• **EXERCISE AIM**
Replace "KeyVault" with "Key Vault" in everything from "High Level Steps" down to "Debugging and Testing." of the FTP data movement walkthrough below, and write out that stretch again.

• **SELECTED EXTRACT**
Creating FTP data movement activity for Azure Data Factory Pipeline
Recently I participated in a hackathon with one of my customers to help them get up to speed on Azure's Big Data and Advanced Analytics platform, especially around data movement using Azure Data Factory. One of their requirement was to process data stored at an FTP location. Since FTP is not a supported data store (for now), we created a custom activity to download data from the FTP site and upload it to a blob storage for processing. Here is a quick walkthrough to create, test and deploy the FTP custom activity using Visual Studio.
High Level Steps
- Prerequisites
- Data Factory
- Storage Account to store FTP Data and Custom Activity Code.
- Batch Account and Pool to execute Custom Activity Code.
- Setup Azure KeyVault to manage FTP credentials .
- Create FTP Custom Activity.
- Enable Local Debugging and Testing.
- Create Data Factory Pipeline using Visual Studio
- Linked Services
- Storage Service
- Batch Service
- Tables
- Output Dataset
- Pipeline
- Custom Pipeline
- Add Custom Activity reference in Pipeline Project for automatic packaging and deployment
- Linked Services
- Publish and Test
Prerequisites
- Create a Data Factory and Storage Account using Azure Portal
- Connect to your storage account using Storage Explorer or Cloud Explorer in Visual Studio and create 2 containers:
1) "ftpactivitycode" - To store the custom activity DLL
2) "ftpdata" - To store the files coming from FTP.
- Create Batch Account and Pool to execute Custom Activity Code (Follow Azure Batch Prerequisites instructions from here)
Setup Azure KeyVault to manage FTP credentials
- Use Powershell to create a new Azure KeyVault and store the FTP Password as a Secret
#Login to Azure and select your subscription
Add-AzureRmAccount
Select-AzureRmSubscription -SubscriptionName "[You Subscripton Name]"
# Create new KeyVault
New-AzureRmKeyVault -VaultName 'FTPVault' -ResourceGroupName 'FTPDataFactory' -Location 'West US'
# Add a secret in KeyVault
$secretvalue = ConvertTo-SecureString '[Your FTP Password]' -AsPlainText -Force
$key = Set-AzureKeyVaultSecret -VaultName 'FTPVault' -Name 'FTPPassword' -SecretValue $secretvalue
# Get the Secret Id
Get-AzureKeyVaultSecret –VaultName 'FTPVault'
- Register a new application with Azure Active Directory and copy the Client ID and Key
- Set Access Policy on KeyVault to allow application to use the Secret.

• **DATASET EXTRACT**

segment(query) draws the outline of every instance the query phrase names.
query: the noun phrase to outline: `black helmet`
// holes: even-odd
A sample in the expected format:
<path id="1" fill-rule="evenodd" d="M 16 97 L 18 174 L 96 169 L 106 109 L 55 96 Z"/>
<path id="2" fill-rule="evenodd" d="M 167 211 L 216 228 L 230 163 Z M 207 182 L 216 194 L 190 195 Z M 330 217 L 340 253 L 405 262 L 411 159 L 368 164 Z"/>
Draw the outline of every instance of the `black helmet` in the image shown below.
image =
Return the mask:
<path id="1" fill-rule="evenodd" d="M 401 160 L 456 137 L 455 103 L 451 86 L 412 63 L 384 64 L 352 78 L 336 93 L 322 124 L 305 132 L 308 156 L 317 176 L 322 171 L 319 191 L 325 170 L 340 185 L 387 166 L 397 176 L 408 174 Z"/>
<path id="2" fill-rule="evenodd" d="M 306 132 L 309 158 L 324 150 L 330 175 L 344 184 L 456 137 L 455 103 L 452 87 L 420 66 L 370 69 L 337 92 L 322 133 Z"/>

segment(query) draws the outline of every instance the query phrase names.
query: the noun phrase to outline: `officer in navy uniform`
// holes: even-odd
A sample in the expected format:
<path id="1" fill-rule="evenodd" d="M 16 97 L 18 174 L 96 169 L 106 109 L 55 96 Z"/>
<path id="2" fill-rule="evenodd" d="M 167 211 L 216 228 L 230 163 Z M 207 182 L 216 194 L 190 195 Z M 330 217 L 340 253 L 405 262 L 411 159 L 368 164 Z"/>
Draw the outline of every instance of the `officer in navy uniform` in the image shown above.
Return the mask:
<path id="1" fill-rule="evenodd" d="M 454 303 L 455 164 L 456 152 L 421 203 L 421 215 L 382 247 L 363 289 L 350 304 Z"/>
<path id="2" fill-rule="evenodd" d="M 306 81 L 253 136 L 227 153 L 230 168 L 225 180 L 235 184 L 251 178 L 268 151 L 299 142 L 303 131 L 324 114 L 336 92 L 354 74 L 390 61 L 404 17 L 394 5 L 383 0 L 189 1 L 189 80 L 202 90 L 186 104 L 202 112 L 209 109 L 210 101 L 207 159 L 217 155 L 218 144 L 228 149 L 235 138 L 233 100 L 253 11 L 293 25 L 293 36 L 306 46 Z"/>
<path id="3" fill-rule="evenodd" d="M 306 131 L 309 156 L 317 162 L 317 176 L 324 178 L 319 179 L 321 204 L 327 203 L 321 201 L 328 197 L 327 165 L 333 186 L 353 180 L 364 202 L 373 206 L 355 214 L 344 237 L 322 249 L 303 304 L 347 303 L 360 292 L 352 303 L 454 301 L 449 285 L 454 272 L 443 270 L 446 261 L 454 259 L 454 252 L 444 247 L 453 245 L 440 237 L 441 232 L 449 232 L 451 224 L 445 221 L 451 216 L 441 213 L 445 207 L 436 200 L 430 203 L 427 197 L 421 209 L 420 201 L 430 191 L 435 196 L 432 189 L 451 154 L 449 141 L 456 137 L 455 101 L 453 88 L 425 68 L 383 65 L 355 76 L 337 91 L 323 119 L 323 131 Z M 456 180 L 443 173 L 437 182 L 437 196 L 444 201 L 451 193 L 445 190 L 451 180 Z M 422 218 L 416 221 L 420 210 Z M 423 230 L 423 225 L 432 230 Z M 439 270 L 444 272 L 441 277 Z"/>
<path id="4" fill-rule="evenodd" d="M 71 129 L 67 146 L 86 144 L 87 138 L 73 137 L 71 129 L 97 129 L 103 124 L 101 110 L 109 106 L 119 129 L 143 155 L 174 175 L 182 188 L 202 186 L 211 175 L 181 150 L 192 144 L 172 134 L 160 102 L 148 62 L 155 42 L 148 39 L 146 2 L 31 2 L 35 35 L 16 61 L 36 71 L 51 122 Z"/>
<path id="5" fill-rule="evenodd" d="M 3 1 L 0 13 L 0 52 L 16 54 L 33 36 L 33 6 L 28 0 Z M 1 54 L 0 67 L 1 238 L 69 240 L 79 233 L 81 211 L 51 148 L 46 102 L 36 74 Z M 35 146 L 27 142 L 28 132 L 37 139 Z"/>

• **ANSWER BELOW**
High Level Steps
- Prerequisites
- Data Factory
- Storage Account to store FTP Data and Custom Activity Code.
- Batch Account and Pool to execute Custom Activity Code.
- Setup Azure Key Vault to manage FTP credentials .
- Create FTP Custom Activity.
- Enable Local Debugging and Testing.